Consigna A ▸ Transcribe sin cambios las líneas del listado, empezando por la que contiene "Consider the photo below. Spot each instance of the red" y terminando en la última línea del listado, ambas incluidas.

Fragmento de texto ▸

Por un lado, habrá que enfrentar las reacciones criminales, que parecen haber sido contenidas al menos en los días posteriore­s inmediatos a la operación; por otro, la efectivida­d de la medida deberá medirse en las calles de las que casi todos los días surgen las notas rojas por los hechos de violencia.

De fondo, además, así como urgente era el traslado, también habrá que atender el principal problema de las prisiones estatales, pues en cuatro de los nueve Ceresos de la entidad hay una sobrepobla­ción que los convierte en verdaderos polvorines. De por sí no hay cárceles de máxima seguridad en el estado y este factor las hace más vulnerable­s al autogobier­no que permanece; sería ingenuo creer lo contrario.

En las dos principale­s cárceles del estado, la de Aquiles Serdán y la de Ciudad Juárez (Cereso 3), hay 28.19 y 33.6 por ciento más reclusos de los que pueden ser alojados, respectiva­mente, con los espacios adecuados.

Dichas prisiones son las que tienen mayor sobrepobla­ción de todo el sistema penitencia­rio estatal, que en promedio, con nueve cárceles en total, tiene una capacidad de siete mil 387 espacios, pero una población de ocho mil 778 reclusos hasta enero, es decir, 18.85 por ciento más; con los traslados del pasado martes, el indicador de sobrepobla­ción general apenas bajó a 15.09 por ciento.

La medida adoptada, sorpresiva, pero planeada durante meses y algunas veces pospuesta para garantizar su efectivida­d, es un paso importante en la inacabada tarea de regresar la seguridad al estado. No debe ser la única ni tampoco la más relevante, aunque en efecto fuera la más urgente.

Consigna B ▸
Responde según el texto sobre las cárceles del estado:
(i) ¿En cuántos de los nueve Ceresos de la entidad hay sobrepoblación?
(ii) ¿Qué porcentaje de reclusos de más tiene la cárcel de Ciudad Juárez (Cereso 3)?
(iii) ¿A qué cifra bajó el indicador de sobrepoblación general con los traslados del pasado martes?

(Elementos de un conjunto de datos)
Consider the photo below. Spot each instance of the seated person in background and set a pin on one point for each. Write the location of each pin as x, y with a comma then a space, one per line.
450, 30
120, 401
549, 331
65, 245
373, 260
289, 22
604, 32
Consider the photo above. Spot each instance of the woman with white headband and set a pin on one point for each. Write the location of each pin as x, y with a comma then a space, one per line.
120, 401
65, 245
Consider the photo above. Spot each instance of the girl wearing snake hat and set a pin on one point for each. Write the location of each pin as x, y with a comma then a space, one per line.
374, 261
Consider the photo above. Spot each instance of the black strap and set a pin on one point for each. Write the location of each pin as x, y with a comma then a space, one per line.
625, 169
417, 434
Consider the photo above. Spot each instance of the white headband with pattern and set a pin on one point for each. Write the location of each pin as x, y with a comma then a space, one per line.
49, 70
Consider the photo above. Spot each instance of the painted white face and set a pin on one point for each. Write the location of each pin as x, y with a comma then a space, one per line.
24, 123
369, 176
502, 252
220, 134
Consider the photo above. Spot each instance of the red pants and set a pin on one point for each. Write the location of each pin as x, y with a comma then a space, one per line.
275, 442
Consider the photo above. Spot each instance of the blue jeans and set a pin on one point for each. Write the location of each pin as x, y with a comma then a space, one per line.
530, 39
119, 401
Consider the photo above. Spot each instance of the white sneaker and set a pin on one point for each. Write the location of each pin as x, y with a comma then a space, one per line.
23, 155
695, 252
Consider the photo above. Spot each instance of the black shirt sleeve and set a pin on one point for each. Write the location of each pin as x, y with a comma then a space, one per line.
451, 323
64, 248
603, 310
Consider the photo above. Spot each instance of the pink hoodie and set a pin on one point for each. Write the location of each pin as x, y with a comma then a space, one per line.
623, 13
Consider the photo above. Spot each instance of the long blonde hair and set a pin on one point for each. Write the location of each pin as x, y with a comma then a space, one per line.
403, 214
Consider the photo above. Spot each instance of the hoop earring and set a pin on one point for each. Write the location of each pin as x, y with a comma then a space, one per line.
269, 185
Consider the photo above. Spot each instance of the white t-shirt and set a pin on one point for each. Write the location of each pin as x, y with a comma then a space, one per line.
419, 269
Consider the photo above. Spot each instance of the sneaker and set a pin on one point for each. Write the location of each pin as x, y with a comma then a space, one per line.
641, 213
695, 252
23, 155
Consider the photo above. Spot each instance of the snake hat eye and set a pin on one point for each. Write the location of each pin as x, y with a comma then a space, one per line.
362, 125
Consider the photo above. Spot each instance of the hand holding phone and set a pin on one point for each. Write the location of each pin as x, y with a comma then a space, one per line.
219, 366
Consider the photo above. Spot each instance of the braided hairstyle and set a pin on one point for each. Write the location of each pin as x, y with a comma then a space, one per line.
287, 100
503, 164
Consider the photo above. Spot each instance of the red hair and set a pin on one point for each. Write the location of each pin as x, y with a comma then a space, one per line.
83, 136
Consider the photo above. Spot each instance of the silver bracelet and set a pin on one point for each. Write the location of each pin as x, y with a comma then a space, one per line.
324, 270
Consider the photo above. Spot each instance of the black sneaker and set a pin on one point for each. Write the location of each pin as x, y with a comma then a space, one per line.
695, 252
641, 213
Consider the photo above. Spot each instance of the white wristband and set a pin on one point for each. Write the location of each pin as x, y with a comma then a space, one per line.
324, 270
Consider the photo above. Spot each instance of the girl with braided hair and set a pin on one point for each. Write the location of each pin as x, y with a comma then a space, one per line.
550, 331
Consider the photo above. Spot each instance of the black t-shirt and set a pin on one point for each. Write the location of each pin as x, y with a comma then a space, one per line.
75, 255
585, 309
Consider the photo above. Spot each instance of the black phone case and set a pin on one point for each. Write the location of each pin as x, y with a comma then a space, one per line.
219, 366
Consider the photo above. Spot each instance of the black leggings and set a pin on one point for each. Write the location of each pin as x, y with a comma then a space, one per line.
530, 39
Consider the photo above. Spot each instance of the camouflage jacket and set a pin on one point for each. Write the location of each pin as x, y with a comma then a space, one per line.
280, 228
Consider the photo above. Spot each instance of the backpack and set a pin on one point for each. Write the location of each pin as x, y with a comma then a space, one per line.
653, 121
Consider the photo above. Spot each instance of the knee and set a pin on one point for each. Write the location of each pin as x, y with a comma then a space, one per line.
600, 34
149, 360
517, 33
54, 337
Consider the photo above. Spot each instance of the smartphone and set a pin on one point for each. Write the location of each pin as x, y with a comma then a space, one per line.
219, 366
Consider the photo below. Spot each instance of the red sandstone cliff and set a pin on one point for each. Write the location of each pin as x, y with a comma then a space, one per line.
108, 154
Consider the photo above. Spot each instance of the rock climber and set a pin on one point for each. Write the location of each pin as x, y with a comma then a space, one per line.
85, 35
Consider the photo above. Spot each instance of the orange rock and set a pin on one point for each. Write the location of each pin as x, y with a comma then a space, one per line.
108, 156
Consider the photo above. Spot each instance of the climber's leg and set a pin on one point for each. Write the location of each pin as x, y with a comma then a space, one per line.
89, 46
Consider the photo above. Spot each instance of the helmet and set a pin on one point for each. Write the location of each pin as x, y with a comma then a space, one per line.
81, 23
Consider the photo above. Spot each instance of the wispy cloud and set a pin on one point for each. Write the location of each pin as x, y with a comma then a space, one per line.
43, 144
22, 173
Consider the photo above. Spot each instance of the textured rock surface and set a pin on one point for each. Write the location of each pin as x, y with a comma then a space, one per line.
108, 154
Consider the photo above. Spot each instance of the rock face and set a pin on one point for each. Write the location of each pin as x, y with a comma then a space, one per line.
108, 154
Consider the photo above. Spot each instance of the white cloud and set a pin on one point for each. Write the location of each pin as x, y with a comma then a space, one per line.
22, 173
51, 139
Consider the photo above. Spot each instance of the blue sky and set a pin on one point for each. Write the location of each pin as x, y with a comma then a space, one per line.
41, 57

Respuesta completa A ▸
Consider the photo below. Spot each instance of the red sandstone cliff and set a pin on one point for each. Write the location of each pin as x, y with a comma then a space, one per line.
108, 154
Consider the photo above. Spot each instance of the rock climber and set a pin on one point for each. Write the location of each pin as x, y with a comma then a space, one per line.
85, 35
Consider the photo above. Spot each instance of the orange rock and set a pin on one point for each. Write the location of each pin as x, y with a comma then a space, one per line.
108, 156
Consider the photo above. Spot each instance of the climber's leg and set a pin on one point for each. Write the location of each pin as x, y with a comma then a space, one per line.
89, 46
Consider the photo above. Spot each instance of the helmet and set a pin on one point for each. Write the location of each pin as x, y with a comma then a space, one per line.
81, 23
Consider the photo above. Spot each instance of the wispy cloud and set a pin on one point for each. Write the location of each pin as x, y with a comma then a space, one per line.
43, 144
22, 173
Consider the photo above. Spot each instance of the textured rock surface and set a pin on one point for each. Write the location of each pin as x, y with a comma then a space, one per line.
108, 154
Consider the photo above. Spot each instance of the rock face and set a pin on one point for each. Write the location of each pin as x, y with a comma then a space, one per line.
108, 154
Consider the photo above. Spot each instance of the white cloud and set a pin on one point for each. Write the location of each pin as x, y with a comma then a space, one per line.
22, 173
51, 139
Consider the photo above. Spot each instance of the blue sky and set a pin on one point for each. Write the location of each pin as x, y with a comma then a space, one per line.
41, 57

Respuesta completa B ▸
(i) En cuatro.
(ii) Un 33.6 por ciento.
(iii) A 15.09 por ciento.